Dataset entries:
----

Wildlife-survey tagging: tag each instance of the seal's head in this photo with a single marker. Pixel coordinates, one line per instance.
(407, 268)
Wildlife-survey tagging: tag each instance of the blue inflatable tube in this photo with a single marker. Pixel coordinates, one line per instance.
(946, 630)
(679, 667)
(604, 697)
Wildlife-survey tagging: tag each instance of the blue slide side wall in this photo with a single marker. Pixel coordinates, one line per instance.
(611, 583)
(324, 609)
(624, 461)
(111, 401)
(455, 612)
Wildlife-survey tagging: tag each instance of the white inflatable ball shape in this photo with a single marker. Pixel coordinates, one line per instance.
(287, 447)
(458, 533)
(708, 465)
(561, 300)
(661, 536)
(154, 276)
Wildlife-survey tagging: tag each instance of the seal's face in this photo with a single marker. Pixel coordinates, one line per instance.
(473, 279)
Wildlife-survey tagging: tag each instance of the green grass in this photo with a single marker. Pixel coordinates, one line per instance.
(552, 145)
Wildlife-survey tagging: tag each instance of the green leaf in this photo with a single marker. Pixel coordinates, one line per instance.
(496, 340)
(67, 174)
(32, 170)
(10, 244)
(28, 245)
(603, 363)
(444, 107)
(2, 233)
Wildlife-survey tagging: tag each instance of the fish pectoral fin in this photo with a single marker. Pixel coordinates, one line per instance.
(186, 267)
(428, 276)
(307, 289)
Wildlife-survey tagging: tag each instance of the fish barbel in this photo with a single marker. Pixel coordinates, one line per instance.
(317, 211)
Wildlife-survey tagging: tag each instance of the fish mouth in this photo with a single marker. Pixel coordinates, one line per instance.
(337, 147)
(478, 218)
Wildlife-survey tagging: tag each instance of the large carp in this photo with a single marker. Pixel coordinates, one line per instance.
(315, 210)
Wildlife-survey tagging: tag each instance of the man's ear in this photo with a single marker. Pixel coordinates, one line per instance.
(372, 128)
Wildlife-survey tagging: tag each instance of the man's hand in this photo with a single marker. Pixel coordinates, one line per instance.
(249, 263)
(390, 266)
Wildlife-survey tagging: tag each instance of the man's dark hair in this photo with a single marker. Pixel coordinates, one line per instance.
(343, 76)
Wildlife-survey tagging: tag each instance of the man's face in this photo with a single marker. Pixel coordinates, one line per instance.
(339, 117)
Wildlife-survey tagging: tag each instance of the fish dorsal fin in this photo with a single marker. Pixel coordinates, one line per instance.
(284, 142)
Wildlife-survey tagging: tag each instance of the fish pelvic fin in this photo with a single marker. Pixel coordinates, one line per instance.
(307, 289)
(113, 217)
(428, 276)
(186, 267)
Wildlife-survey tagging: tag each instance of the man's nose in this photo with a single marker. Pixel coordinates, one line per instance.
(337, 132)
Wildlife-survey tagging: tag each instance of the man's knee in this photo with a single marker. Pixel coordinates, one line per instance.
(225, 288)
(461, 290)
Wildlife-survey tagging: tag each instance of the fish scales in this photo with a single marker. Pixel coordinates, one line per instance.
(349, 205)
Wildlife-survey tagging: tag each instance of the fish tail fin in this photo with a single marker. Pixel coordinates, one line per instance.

----

TASK DETAILS: Using the entries above, print each one again without any alteration.

EXERCISE OUTPUT:
Wildlife-survey tagging: tag each instance of the seal's head in this photo with a single marker. Pixel coordinates, one line per instance.
(407, 268)
Wildlife-survey tagging: tag each instance of the blue inflatable tube in this photo with a single marker. Pixel coordinates, one line per instance.
(946, 630)
(679, 667)
(604, 697)
Wildlife-survey tagging: tag each instance of the blue slide side wall in this photo with a single marker. Pixel coordinates, one line per instance.
(611, 583)
(324, 609)
(624, 461)
(111, 401)
(455, 612)
Wildlife-survey tagging: tag each instance of the white inflatable ball shape in this photo with a single marker. Pixel coordinates, one line per instance.
(287, 447)
(458, 533)
(708, 465)
(561, 300)
(661, 536)
(154, 276)
Wildlife-survey tagging: tag each instance of the seal's face in this photo with a single marker. Pixel coordinates, one line per instance.
(473, 279)
Wildlife-survey tagging: tag each instance of the green grass in this photo with a single marker. Pixel coordinates, one line per instance.
(552, 145)
Wildlife-survey tagging: tag each instance of the green leaf in this photo with a single marker. Pixel coordinates, one line per instance.
(496, 340)
(67, 174)
(32, 170)
(10, 244)
(28, 245)
(603, 363)
(444, 107)
(2, 233)
Wildlife-survey tagging: tag each instance of the fish pectoral fin in this photo with a single marker. Pixel coordinates, one line per instance.
(186, 267)
(428, 276)
(307, 289)
Wildlife-survey tagging: tag each instance of the fish barbel in this photo with a single marker. Pixel coordinates, one line per instance.
(317, 211)
Wildlife-survey tagging: tag each instance of the fish mouth in this photo with a single marker. Pixel coordinates, one line per instance.
(337, 147)
(478, 218)
Wildlife-survey tagging: tag each instance of the large carp in this photo with a single marker. Pixel coordinates, one line per instance.
(315, 210)
Wildlife-survey tagging: tag each instance of the man's ear in this photo with a single marker. Pixel coordinates, one line per instance.
(372, 128)
Wildlife-survey tagging: tag each instance of the man's hand in this photo with a single marker. Pixel coordinates, one line per instance.
(249, 263)
(390, 266)
Wildlife-survey tagging: tag each instance of the man's dark hair in this photo with a single marker. Pixel coordinates, one line per instance.
(343, 76)
Wildlife-survey tagging: tag each instance of the man's face in this photo with a single marker. Pixel coordinates, one line per instance.
(339, 117)
Wildlife-survey tagging: tag each instance of the fish dorsal fin in this photo with a single marker. Pixel coordinates, one line per instance.
(284, 142)
Wildlife-survey tagging: tag each instance of the fish pelvic fin in this photo with a single marker. Pixel coordinates, one line per instance.
(307, 289)
(113, 217)
(428, 276)
(186, 267)
Wildlife-survey tagging: tag each instance of the man's nose in this photo with a single marker. Pixel coordinates, one line per instance.
(337, 132)
Wildlife-survey tagging: tag each instance of the man's knee in this photo with a single marker. Pixel coordinates, one line per instance.
(225, 288)
(461, 290)
Wildlife-survey tagging: tag each instance of the fish scales in this photo with a single marker. Pixel coordinates, one line per instance.
(349, 205)
Wildlife-survey tagging: tag each instance of the fish tail fin in this photo with a single marker. Pixel coordinates, one line per instance.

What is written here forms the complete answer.